The Company plans to close its PE Films manufacturing facility in Lake Zurich, Illinois, which produces elastic 

materials.  Production at the Lake Zurich plant is expected to cease during the first half of 2020 with product transfers to the 
new elastic production lines at Terre Haute, Indiana (“Lake Zurich plant shutdown”).  As a result of the Lake Zurich plant 
shutdown, the Company expects to recognize pre-tax cash costs of $7.6 million comprised of (i) customer-related costs ($0.7 
million), (ii) severance and other employee related costs ($1.8 million), and (iii)  asset disposal and other cash costs ($5.1 
million).  In addition, the Company expects non-cash asset write-offs and accelerated depreciation of $1.6 million.  Total 
expenses associated with the Lake Zurich plant shutdown are $2.7 million since project inception.  Cash expenditures were 
$0.5 million in 2019.  Proceeds from the expected sale of Lake Zurich’s real property are estimated at approximately $5 
million.  The Company anticipates that the Lake Zurich plant shutdown will be completed by the end of 2020.

The Company plans to consolidate the production of certain PE Films personal care products in Europe over the next 
twelve months (“PC Europe consolidation”).  As a result of this consolidation, the Company expects to recognize pre-tax cash 
costs of $1.7 million, primarily for severance and customer-related costs. Total expenses associated with the PC Europe 
consolidation are $0.8 million since project inception.  Cash expenditures were $0.5 million in 2019.

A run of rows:
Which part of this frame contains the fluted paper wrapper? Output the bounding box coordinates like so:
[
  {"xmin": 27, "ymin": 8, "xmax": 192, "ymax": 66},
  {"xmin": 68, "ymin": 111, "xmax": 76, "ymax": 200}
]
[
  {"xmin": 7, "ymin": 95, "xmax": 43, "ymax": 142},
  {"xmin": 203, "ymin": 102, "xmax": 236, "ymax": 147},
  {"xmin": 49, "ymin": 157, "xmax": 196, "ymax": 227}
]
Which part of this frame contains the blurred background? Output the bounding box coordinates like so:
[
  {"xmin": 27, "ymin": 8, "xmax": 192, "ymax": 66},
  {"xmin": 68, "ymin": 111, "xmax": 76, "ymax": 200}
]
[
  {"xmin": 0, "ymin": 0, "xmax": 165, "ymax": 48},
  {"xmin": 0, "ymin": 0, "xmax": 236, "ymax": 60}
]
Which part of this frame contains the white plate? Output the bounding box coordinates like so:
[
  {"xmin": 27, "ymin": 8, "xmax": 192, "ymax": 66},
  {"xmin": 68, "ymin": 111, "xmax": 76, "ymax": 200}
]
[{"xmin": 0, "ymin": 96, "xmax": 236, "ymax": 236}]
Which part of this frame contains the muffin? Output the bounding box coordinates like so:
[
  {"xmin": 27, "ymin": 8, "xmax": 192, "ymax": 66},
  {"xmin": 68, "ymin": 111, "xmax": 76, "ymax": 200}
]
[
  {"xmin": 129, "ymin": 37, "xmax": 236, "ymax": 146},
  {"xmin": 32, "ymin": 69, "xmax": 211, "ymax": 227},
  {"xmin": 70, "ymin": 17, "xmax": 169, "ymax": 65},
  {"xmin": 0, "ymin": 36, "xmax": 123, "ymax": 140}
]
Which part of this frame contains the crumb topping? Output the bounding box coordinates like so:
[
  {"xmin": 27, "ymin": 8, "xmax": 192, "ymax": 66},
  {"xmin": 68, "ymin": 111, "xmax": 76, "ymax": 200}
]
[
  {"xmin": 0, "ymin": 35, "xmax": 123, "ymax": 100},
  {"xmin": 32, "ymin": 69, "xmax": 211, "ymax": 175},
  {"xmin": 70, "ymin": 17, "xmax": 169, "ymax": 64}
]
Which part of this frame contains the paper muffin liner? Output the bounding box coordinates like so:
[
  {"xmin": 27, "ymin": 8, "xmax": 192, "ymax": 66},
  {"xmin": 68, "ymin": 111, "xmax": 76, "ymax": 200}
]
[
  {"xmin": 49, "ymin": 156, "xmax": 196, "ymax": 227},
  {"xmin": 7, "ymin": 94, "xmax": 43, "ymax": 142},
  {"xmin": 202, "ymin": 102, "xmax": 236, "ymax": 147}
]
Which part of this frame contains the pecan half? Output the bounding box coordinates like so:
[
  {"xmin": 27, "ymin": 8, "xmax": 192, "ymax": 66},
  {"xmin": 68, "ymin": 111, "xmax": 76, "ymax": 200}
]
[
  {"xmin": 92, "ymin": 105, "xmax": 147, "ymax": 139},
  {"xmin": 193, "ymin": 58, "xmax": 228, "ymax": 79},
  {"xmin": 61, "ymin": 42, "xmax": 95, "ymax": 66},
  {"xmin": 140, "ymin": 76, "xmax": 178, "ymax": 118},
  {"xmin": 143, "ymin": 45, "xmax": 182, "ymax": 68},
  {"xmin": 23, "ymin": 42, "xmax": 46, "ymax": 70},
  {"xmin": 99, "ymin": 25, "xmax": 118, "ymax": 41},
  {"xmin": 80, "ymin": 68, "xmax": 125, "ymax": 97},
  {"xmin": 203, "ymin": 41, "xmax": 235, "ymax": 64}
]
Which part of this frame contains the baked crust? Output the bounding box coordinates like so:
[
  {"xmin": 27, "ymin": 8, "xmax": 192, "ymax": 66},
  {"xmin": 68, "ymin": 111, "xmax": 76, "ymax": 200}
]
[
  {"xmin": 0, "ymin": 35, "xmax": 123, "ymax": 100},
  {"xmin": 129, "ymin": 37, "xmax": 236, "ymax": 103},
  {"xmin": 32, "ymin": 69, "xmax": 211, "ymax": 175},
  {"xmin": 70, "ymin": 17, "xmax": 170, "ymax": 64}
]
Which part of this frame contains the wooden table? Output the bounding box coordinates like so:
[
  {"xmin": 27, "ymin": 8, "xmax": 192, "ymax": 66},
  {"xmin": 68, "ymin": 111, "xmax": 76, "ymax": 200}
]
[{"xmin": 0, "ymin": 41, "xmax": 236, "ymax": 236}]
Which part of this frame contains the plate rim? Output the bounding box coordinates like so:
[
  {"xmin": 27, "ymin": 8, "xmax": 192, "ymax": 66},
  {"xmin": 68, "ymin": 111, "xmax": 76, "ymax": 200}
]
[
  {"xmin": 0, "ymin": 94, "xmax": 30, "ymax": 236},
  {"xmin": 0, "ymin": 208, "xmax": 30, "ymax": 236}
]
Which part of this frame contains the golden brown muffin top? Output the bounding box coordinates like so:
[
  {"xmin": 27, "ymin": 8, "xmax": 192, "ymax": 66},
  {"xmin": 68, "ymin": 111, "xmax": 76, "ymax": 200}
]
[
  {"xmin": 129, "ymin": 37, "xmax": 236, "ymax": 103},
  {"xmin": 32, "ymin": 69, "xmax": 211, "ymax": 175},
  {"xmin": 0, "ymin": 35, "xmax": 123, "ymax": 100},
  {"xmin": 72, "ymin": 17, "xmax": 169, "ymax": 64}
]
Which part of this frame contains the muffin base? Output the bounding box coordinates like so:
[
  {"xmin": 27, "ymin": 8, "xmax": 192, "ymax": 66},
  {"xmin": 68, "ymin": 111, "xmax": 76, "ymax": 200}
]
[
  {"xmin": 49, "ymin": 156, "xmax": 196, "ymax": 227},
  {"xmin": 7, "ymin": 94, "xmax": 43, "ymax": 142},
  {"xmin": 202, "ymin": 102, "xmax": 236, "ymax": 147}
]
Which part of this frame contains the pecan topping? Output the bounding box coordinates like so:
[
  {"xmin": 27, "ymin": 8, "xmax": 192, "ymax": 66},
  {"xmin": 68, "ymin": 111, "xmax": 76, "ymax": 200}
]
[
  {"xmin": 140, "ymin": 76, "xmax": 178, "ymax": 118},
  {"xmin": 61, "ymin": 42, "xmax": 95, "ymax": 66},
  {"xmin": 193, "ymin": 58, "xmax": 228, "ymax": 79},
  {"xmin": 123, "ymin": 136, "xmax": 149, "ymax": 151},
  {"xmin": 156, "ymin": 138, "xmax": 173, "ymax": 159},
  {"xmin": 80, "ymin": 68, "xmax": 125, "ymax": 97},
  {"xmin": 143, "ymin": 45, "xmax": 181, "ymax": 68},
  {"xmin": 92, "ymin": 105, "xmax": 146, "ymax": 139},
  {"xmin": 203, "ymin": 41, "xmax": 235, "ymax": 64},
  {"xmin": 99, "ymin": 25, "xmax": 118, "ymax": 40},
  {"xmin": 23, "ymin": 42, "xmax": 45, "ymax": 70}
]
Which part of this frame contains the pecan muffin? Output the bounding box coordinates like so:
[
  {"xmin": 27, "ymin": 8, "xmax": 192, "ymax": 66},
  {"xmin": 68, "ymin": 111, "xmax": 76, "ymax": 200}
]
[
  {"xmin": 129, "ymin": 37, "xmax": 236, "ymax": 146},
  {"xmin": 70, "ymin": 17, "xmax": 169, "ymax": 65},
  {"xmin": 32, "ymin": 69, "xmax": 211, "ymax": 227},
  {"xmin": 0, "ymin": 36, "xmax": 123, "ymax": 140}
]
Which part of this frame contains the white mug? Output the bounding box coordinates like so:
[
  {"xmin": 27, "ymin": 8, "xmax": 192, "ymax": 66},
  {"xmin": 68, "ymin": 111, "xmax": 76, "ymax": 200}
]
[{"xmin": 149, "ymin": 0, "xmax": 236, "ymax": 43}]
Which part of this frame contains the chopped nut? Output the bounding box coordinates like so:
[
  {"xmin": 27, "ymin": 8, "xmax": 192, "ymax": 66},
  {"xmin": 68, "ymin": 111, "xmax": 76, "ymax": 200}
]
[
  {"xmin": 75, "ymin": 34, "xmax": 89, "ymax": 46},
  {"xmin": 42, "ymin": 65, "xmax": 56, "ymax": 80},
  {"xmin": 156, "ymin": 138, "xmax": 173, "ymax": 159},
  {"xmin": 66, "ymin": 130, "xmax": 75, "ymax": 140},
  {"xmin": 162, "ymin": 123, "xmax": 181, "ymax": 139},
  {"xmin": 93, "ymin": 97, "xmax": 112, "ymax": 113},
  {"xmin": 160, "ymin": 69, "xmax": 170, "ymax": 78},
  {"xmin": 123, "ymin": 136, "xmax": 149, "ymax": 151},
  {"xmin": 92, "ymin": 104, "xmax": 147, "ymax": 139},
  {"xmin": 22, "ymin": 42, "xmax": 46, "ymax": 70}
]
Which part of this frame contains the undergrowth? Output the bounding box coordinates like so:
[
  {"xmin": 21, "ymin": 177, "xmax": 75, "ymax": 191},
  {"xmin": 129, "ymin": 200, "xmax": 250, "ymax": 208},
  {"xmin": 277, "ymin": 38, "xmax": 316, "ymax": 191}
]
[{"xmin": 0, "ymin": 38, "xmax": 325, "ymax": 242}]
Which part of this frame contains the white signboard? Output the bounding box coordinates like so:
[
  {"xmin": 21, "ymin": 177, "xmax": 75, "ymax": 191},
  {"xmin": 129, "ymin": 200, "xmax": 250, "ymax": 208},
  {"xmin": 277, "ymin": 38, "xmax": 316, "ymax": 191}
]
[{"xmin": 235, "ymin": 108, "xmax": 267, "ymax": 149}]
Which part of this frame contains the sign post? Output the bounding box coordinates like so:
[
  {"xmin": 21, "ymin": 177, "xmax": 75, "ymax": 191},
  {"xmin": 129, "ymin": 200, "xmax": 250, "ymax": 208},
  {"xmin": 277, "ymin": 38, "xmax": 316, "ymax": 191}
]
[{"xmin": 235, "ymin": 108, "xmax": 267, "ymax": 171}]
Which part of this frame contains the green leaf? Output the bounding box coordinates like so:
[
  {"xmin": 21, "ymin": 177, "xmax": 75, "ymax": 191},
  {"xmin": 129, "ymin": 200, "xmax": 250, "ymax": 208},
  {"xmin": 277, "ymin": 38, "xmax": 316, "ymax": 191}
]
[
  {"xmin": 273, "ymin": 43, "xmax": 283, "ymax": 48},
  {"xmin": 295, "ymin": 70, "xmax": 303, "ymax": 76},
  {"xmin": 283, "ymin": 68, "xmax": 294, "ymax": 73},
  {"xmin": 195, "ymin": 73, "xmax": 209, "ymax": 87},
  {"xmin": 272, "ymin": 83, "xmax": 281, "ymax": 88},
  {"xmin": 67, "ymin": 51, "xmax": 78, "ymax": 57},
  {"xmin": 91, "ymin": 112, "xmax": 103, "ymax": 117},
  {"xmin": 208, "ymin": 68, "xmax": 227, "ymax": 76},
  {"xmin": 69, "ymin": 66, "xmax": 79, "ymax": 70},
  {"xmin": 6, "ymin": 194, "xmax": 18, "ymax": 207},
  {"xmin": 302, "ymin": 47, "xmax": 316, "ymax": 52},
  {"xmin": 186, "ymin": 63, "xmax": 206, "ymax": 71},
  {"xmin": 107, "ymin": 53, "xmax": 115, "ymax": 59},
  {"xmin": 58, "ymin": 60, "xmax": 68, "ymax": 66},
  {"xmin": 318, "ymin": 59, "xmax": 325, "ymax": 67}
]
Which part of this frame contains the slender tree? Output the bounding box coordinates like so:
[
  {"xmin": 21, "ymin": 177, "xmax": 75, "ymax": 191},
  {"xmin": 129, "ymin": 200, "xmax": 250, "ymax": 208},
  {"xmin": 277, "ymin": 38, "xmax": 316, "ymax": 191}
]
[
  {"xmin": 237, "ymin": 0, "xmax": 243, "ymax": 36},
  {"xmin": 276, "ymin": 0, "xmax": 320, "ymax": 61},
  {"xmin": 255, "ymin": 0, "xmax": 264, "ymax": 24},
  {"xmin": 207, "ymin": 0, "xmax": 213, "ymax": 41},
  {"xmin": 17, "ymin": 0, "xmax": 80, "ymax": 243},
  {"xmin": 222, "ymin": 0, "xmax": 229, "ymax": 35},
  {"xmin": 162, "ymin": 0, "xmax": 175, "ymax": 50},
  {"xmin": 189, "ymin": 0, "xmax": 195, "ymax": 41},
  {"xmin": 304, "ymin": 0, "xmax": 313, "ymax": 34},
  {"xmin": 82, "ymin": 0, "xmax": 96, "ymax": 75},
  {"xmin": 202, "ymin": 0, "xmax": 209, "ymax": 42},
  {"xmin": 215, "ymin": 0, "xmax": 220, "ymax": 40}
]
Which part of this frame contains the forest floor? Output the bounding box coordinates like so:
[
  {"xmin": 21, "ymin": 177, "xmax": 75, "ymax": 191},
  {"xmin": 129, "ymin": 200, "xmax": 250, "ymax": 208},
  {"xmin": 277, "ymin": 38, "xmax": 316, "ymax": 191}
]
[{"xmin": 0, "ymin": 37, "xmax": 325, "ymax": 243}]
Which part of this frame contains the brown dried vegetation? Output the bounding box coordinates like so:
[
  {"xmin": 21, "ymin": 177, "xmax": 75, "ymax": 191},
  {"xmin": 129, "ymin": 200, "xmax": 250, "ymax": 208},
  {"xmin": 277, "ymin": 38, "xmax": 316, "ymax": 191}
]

__Tasks to complete__.
1 > Echo the stretch of the restructuring passage from "The Company plans to consolidate" through "were $0.5 million in 2019.".
2 > Decide whether each statement agrees with the restructuring passage, answering yes or no and quoting the deciding words: (a) Production at the Lake Zurich plant is expected to stop in the first half of 2020. (b) Severance and other employee-related costs for the Lake Zurich plant shutdown are expected to be $5.1 million. (c) The PC Europe consolidation is planned to take place over the next twenty-four months.
The rows stand apart from the restructuring passage as separate material.

__Results of the exercise__.
1 >
The Company plans to consolidate the production of certain PE Films personal care products in Europe over the next 
twelve months (“PC Europe consolidation”).  As a result of this consolidation, the Company expects to recognize pre-tax cash 
costs of $1.7 million, primarily for severance and customer-related costs. Total expenses associated with the PC Europe 
consolidation are $0.8 million since project inception.  Cash expenditures were $0.5 million in 2019.

2 >
(a) Yes: "Production at the Lake Zurich plant is expected to cease during the first half of 2020."
(b) No: "severance and other employee related costs ($1.8 million)."
(c) No: "over the next twelve months."